TESTO DA LEGGERE:
I legali delle vittime Covid chiedono di incontrare Draghi, il Comune stoppa. La reazione: «Inaccettabile provocazione»
Il premier sarà a Bergamo per onorare i tanti morti a causa del virus. Dopo il mancato invito in occasione della visita di Mattarella l'anno scorso, «non invitarci significherebbe mancare, un'altra volta, di rispetto»
Giovedì 18 marzo il Presidente del Consiglio Mario Draghi, in occasione della prima giornata dedicata alle vittime del Covid, sarà a Bergamo. Una visita istituzionale per dimostrare che lo Stato è vicino al territorio che più di ogni altro in Italia è stato colpito dal Covid, sulla scia della vicinanza dimostrata dalla presenza del Capo dello Stato Sergio Mattarella al Requiem suonato davanti al cimitero Monumentale.
Visita certamente di tutt’altro tenore rispetto a quella dell’ex premier Giuseppe Conte, che ad aprile dello scorso anno arrivò a tarda notte in Prefettura e rispose alle domande dei cronisti, concedendosi però solo per una manciata di minuti.
La notizia del viaggio di Mario Draghi a Bergamo è corsa veloce, tanto che il gruppo di legali di circa 500 familiari delle vittime ha chiesto al nuovo Presidente del Consiglio un incontro «perché ci aspettiamo che il nuovo Governo si metta a disposizione per una legge di indennizzo in favore di tutti i familiari delle vittime, che grazie alla protratta noncuranza e negligenza di burocrazia e politica sono stati resi orfani o vedovi e vedove e che, in molte circostanze, anche madri che si ritrovano a dover crescere dei figli senza l'unica fonte di reddito che sosteneva il loro impegno».
La richiesta è però stata stoppata da Palazzo Frizzoni, che ritiene sia ancora presto per ipotizzare una rappresentanza alla cerimonia del 18 marzo. Comportamento che ha mandato su tutte le furie gli avvocati: «È uno schiaffo in faccia ai familiari delle vittime di una strage», sottolinea Consuelo Locati, responsabile del team legale dell’azione civile dei famigliari delle vittime.
Gli stessi avvocati, il 22 febbraio scorso, avevano indirizzato una lettera alla Presidenza del Consiglio chiedendo che tra gli impegni istituzionali, Mario Draghi prevedesse anche una tappa a Bergamo. «Il concetto si sarebbe potuto esprimere in mille modi diversi ma, così espresso, suona come l’ennesima puerile provocazione di un Comune che ha sempre inviso l’attività di denuncia dei familiari delle vittime – sottolineano -, tanto da non essersene mai interessato e per la quale non ha mai speso pubblicamente una parola di sostegno».

CONSEGNE:
[1] Secondo l'articolo sulla visita di Draghi a Bergamo, quanti familiari delle vittime rappresenta il gruppo di legali?
[2] Come si può riassumere in modo più breve il paragrafo dell'articolo sulla visita di Draghi a Bergamo che comincia con «La richiesta è però stata stoppata», senza perderne i fatti principali?

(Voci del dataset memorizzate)
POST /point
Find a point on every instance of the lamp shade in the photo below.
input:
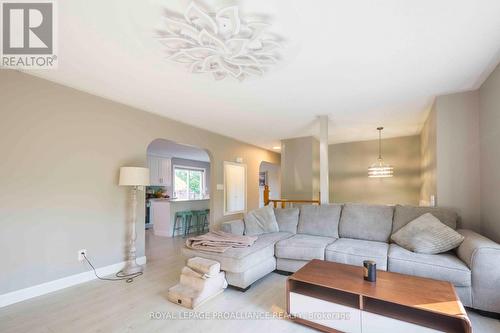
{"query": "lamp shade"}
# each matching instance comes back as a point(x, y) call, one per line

RISPOSTE:
[1] Circa 500 familiari delle vittime.

[2] Palazzo Frizzoni ha bloccato la richiesta perché considera ancora presto per ipotizzare una rappresentanza alla cerimonia del 18 marzo. Gli avvocati si sono infuriati. Consuelo Locati, responsabile del team legale dell'azione civile dei familiari delle vittime, l'ha definita «uno schiaffo in faccia ai familiari delle vittime di una strage».